## Trecho selecionado
- - - - - - -

Influências do Esperanto em O Rei Adulto

Muitos brasileiros já ouviram algo sobre o Esperanto. Alguns são capazes de apontar corretamente que se trata de um idioma artificial, mas imaginam que foi criado para substituir os demais. Ao contrário desse objetivo totalitarista, o Esperanto foi criado por Lázaro Zamenhof em 1887 para servir como linguagem auxiliar, comum a toda a humanidade, que permitisse a comunicação igualitária entre povos de línguas distintas, sem substituir os idiomas locais.

Lázaro Luís Zamenhof,
Criador do Esperanto.
Trata-se de um idioma criado para ser simples, de modo a facilitar seu aprendizado por todos. Entre as diversas características que o tornam um idioma fácil, cito: ele tem apenas 16 regras principais; a escrita é fonética, isto é, cada letra corresponde a um único som; não há verbos, casos ou plurais irregulares e a conjugação verbal é muito simplificada; novas palavras podem ser facilmente formadas por derivação afixal ou aglutinação de radicais já existentes no idioma.

O Esperanto parece ter apelo para escritores de Fantasia. O fato de ser um idioma construído o mais bem sucedido de todos não tem como não chamar a atenção de escritores afeitos à construção de mundos, a começar pelo próprio Tolkien, que em pelo menos duas ocasiões demonstrou interesse pelo Esperanto. Também foi usado ou mencionado em vários livros, filmes e músicas, fazendo parte da cultura popular ora como um idioma exótico, ora como idioma futurista.

Uma quadra de selos brasileiros, de 1936,
que comemora o Nono Congresso Brasileiro
de Esperanto.
Aprendi Esperanto quando tinha 16 anos, através do livro Método Elementar de Esperanto, de Carlos Torres Pastorino, que eu havia encontrado na biblioteca do Colégio Naval. Eu já sabia algo sobre o idioma porque colecionava selos, e muitos selos brasileiros de meados do século XX comemoravam congressos esperantistas. O idioma me fascinou desde o começo, especialmente por sua simplicidade que não afetava em nada sua expressividade. Nos anos seguintes, segui estudando-o através de outros livros que encontrava em sebos. A "prova dos nove" veio três anos depois, quando visitei a Associação Esperantista do Rio de Janeiro, numa tarde de sábado. Eu ia em busca de um dicionário, mas cheguei na hora em que haveria uma palestra de Sylla Chaves. Os esperantistas presentes convenceram-me a ficar para assisti-la. Foi o que faltava para me convencer da facilidade do idioma: consegui compreender o Esperanto falado, mesmo sem nunca tê-lo ouvido antes.

- - - - - - -

## Problemas a resolver
A. Segundo o texto sobre o Esperanto, em que ano Zamenhof criou o idioma?
B. Dê seguimento ao texto sobre o Esperanto, começando logo após a última frase apresentada.

- - - - - - -

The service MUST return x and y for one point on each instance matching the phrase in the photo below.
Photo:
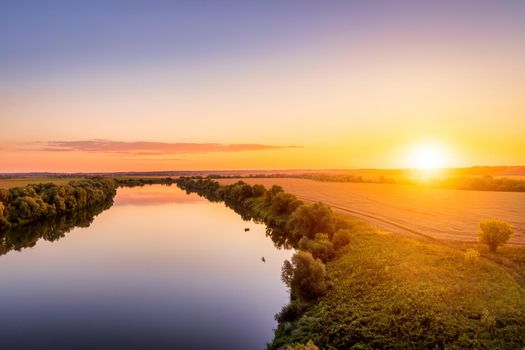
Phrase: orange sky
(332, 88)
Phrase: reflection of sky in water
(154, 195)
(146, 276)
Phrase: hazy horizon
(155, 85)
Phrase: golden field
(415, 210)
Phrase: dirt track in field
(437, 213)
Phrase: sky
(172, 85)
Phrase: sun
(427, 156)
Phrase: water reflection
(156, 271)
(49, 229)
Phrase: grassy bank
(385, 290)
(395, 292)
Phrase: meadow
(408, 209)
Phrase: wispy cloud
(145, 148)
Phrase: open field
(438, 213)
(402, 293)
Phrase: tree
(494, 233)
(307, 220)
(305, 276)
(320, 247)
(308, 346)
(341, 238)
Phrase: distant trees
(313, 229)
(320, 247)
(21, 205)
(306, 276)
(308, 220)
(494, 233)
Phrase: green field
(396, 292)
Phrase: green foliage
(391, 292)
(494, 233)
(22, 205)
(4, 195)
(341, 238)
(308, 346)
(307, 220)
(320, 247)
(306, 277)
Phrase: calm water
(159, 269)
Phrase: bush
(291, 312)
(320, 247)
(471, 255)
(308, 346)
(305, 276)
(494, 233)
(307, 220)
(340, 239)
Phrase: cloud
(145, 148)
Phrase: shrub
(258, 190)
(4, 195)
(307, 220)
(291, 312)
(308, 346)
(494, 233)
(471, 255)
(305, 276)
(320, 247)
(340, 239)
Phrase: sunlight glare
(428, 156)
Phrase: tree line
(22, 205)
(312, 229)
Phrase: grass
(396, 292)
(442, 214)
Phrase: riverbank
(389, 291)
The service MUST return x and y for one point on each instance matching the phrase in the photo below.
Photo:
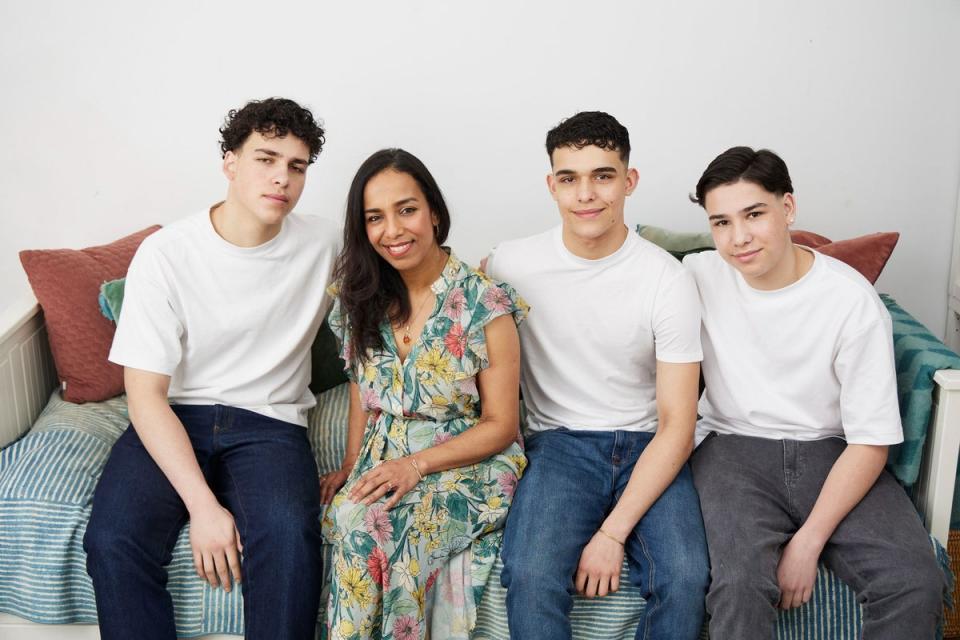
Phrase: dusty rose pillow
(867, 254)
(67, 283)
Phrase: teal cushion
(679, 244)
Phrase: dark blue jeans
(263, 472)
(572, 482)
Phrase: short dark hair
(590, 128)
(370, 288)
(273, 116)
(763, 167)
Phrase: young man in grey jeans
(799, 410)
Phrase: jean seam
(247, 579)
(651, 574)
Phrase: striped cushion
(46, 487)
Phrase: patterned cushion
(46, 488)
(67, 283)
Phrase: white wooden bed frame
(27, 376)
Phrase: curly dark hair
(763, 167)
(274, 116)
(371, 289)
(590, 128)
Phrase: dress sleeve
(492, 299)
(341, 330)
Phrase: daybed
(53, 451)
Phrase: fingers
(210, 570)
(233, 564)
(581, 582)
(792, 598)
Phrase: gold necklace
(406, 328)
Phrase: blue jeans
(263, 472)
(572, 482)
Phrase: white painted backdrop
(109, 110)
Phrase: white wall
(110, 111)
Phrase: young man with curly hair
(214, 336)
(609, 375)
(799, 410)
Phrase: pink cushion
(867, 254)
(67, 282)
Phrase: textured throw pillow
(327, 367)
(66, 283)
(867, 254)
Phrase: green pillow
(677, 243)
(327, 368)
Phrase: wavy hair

- - - - - - -

## Lista de respostas
A. Em 1887.

B.
O que mais apreciei no Esperanto foi que ele me ajudou a entender melhor a estrutura do próprio Português e ainda hoje me ajuda a aprender outros idiomas. Sua construção frasal demanda um maior apego à lógica (para evitar as expressões idiomáticas) e passou a ser-me frequente pensar no papel sintático de uma expressão em Português a partir de seu análogo esperantista.

Sendo um idioma que me acompanha desde a adolescência, alguns traços de sua influência se encontram em O Rei Adulto, a começar por sua filosofia central que busca permitir a comunicação de povos com culturas diferentes:

As crianças tentavam comunicar-lhe ideias básicas, mas nada conseguiam. Wáldron era o mais angustiado: não aceitava que pessoas pudessem deixar de se conhecer simplesmente porque não falavam o mesmo idioma. (O Rei Adulto, Cap. 41)

As demais influências surgem na etimologia de palavras e nomes de personagens:
  1. No Capítulo 32, Srívenc diz que Guaipur é governado por dois irmãos: Marnado e Maramanta. Marnado é um hibridismo de "maro" (em Esperanto, 'mar') e nado (em Português medieval, 'nascido'), construído segundo a regra de formação de palavras em Esperanto, com o sentido vago de "nascido no mar". Já Maramanta vem do Esperanto "Maramanto", 'aquele que ama o mar'.
  2. No Capítulo 40, um personagem tem o sobrenome Monavida. Em Esperanto, essa palavra significa 'ávido por dinheiro'. A própria cidade onde ele mora se chama Noviurbo, que é um hibridismo de Latim e Esperanto que significa "Nova Cidade".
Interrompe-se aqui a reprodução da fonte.